Find the line containing "the leafy bush.". Retype it and every line after it through the end of the entries, exactly as written, with nothing added.

-- Begin PROVIDED INFORMATION --

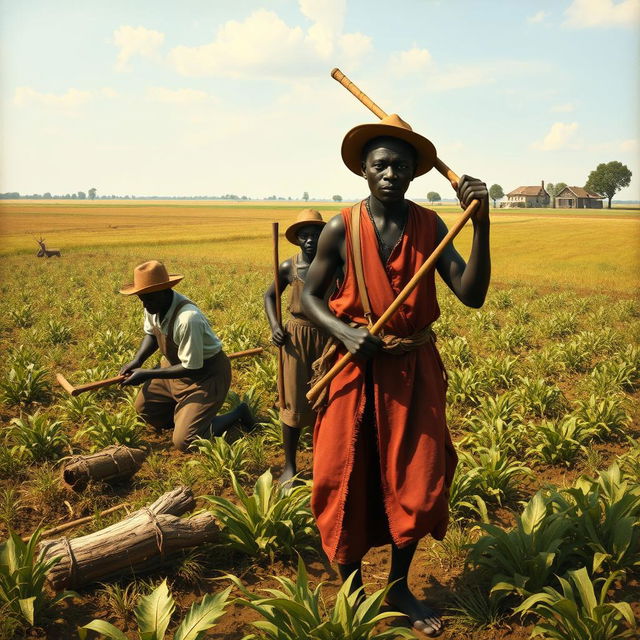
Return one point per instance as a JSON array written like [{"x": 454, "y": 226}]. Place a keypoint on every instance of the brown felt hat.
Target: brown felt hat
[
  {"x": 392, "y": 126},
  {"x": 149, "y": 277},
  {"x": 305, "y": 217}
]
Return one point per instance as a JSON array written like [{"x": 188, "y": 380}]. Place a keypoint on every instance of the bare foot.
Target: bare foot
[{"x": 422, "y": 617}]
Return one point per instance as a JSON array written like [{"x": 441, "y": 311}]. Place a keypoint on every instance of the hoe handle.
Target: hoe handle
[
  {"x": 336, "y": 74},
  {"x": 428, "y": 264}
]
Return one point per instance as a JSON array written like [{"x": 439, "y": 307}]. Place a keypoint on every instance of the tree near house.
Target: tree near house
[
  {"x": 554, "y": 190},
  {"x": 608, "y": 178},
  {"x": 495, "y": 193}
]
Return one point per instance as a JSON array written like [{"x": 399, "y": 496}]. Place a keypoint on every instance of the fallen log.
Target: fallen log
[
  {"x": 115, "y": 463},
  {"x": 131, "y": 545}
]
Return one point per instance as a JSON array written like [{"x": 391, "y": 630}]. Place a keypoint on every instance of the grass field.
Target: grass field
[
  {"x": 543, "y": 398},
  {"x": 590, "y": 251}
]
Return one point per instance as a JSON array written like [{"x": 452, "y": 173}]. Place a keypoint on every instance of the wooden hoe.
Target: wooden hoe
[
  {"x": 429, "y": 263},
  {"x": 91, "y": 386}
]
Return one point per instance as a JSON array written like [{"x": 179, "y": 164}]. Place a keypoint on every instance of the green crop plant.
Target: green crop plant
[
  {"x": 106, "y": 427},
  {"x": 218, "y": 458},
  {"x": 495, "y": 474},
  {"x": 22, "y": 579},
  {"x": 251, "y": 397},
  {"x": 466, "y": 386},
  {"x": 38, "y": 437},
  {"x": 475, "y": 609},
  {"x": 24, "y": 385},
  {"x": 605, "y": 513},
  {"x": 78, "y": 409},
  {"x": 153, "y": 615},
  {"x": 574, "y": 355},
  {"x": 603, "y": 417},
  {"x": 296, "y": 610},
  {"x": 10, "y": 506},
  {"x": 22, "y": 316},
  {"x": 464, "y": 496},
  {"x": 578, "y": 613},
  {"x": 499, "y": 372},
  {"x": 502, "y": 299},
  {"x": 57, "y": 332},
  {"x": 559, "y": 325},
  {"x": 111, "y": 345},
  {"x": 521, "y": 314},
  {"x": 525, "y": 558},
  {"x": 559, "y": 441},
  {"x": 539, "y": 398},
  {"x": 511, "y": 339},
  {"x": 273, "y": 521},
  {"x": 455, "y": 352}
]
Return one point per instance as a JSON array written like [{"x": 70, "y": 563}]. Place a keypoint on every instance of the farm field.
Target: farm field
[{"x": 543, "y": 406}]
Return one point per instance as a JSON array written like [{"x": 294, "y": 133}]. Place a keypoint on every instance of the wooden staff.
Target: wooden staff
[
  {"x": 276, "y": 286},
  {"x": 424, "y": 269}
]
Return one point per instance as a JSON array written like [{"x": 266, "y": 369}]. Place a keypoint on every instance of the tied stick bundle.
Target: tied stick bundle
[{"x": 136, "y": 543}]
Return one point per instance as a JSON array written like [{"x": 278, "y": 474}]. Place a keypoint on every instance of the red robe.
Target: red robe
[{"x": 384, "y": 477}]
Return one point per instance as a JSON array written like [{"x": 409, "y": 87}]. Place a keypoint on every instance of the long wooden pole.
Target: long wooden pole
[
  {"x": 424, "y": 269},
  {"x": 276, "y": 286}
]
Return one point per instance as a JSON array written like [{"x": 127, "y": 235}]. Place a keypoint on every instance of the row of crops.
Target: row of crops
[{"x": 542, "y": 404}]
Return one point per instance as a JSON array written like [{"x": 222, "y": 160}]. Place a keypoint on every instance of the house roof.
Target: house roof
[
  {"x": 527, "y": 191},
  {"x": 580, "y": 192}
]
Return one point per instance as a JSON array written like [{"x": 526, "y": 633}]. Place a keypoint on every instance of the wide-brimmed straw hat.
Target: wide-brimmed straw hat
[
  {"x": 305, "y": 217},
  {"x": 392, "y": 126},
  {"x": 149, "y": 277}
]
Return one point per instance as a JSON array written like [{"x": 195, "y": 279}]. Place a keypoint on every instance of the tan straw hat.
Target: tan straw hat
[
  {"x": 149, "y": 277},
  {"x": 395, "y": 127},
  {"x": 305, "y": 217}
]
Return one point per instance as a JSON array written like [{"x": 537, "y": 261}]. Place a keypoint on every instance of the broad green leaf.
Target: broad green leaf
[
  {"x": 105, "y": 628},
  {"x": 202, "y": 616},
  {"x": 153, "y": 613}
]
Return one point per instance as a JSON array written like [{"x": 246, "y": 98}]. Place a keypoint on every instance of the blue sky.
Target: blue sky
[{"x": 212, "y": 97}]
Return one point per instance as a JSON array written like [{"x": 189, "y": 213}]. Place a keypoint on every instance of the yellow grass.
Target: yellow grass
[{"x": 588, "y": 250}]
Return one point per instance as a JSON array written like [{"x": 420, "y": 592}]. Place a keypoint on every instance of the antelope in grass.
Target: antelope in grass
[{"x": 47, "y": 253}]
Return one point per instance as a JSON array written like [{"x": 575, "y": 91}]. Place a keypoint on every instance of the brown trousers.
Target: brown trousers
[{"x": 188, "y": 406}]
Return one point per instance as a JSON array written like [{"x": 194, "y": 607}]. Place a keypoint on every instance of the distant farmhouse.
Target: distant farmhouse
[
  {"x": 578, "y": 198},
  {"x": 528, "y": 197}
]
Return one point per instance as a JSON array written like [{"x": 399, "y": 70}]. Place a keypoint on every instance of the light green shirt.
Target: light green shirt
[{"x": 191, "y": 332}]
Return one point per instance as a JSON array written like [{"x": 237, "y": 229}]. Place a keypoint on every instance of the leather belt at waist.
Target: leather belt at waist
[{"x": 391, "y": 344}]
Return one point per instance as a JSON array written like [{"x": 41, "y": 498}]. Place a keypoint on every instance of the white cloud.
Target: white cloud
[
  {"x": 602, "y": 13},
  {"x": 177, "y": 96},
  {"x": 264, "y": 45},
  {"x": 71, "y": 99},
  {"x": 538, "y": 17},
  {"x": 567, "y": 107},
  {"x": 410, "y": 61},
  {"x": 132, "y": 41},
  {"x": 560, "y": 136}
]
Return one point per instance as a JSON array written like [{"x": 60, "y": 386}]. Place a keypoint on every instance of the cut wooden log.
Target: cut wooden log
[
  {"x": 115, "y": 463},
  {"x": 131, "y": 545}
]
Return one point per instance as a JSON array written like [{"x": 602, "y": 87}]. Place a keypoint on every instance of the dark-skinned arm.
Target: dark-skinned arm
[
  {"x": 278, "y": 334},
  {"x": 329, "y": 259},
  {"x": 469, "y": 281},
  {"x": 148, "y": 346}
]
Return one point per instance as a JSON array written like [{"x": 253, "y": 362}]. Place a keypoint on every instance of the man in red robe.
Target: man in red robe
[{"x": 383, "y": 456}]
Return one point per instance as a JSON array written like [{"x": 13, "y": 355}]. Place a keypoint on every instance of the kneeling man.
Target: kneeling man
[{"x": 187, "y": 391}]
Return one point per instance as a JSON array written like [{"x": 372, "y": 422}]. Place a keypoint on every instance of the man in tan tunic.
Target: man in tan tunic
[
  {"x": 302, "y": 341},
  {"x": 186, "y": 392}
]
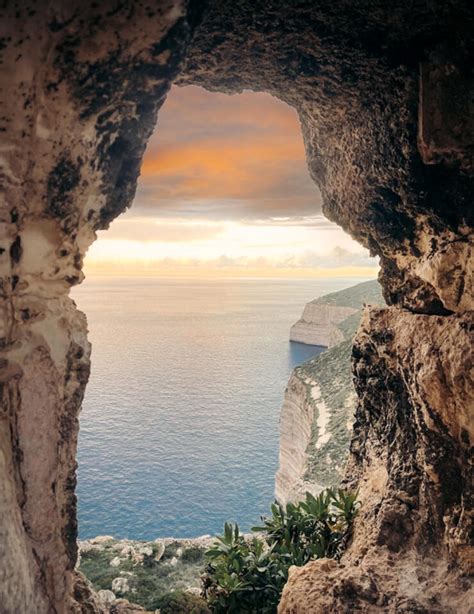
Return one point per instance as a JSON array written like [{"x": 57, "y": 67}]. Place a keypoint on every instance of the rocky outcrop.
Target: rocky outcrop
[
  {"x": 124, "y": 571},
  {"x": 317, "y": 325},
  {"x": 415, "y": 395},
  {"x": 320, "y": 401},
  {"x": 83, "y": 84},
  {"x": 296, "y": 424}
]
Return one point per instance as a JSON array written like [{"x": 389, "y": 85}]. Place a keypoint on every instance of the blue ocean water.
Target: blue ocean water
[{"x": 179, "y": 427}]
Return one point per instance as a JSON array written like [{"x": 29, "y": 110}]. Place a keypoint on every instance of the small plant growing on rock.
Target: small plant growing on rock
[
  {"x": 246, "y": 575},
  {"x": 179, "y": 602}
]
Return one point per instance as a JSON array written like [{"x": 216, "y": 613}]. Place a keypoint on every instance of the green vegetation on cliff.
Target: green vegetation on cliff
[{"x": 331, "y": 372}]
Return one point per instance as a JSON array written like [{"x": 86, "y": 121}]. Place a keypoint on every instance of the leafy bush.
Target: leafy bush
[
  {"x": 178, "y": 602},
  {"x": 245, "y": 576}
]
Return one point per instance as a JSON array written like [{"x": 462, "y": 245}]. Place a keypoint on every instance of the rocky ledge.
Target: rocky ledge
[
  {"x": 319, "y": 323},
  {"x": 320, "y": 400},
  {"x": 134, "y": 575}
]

-- End PROVIDED INFORMATION --

## [CORRECT ANSWER]
Return one point per instance as a JSON array written like [{"x": 86, "y": 121}]. Place a keypoint on every instance of the leafy bush.
Target: leafy bush
[
  {"x": 178, "y": 602},
  {"x": 245, "y": 576}
]
Return one point per instance as a JSON array written like [{"x": 462, "y": 245}]. Place a keypoint on every instance of the rocky ledge.
Target: rocky ledge
[
  {"x": 319, "y": 323},
  {"x": 320, "y": 400},
  {"x": 134, "y": 575}
]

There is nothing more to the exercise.